> [Problem statement]:
Gather every line of the records below that contains the word "yellow", and copy each one in full.

Pointing records:
□ □ □ □ □ □ □
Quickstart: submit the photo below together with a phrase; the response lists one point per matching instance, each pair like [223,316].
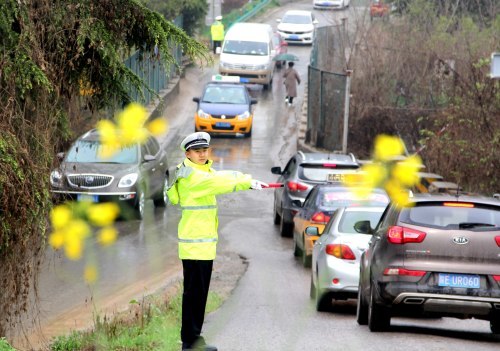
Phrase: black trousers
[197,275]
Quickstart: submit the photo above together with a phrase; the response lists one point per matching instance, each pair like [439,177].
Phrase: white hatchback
□ □ □ □ □ □ □
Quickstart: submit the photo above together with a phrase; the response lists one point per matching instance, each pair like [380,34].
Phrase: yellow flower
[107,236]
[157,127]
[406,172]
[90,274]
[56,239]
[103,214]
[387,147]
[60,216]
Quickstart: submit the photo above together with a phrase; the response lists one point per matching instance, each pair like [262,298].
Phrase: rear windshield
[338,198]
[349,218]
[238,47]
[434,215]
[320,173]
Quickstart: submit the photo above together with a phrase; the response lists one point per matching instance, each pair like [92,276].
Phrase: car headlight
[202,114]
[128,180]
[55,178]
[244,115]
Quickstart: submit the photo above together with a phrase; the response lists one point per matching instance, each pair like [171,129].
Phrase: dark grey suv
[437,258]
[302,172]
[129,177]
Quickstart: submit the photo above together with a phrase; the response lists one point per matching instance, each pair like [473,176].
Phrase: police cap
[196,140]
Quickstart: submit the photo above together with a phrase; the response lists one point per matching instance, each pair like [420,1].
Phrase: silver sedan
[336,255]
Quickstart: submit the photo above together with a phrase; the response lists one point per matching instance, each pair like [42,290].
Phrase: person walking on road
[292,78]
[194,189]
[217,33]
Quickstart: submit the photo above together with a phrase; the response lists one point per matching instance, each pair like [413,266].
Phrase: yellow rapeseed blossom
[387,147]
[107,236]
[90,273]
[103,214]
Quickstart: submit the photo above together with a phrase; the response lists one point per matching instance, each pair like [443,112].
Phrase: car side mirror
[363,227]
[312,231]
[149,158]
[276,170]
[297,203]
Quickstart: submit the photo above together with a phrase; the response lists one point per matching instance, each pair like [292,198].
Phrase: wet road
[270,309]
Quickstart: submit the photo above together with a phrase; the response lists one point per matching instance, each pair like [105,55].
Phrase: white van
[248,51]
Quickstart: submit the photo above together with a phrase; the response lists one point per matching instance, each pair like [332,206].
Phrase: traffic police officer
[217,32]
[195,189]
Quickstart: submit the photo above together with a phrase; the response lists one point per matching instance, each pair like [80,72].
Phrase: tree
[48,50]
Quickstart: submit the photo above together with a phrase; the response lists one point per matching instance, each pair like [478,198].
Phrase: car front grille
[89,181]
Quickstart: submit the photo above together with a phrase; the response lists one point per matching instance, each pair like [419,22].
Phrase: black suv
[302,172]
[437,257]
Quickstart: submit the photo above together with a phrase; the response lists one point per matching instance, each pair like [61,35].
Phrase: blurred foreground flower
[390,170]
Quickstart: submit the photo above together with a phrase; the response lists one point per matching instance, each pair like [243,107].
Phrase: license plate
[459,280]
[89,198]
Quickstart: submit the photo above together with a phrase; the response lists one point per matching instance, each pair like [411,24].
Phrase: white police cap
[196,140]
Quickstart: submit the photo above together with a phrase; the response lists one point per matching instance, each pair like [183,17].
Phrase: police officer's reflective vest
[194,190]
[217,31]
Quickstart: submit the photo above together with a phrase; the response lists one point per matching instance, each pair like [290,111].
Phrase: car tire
□ □ □ □ □ □ □
> [Solved exercise]:
Phrase: yellow flower
Phrase: yellow rapeseed blossom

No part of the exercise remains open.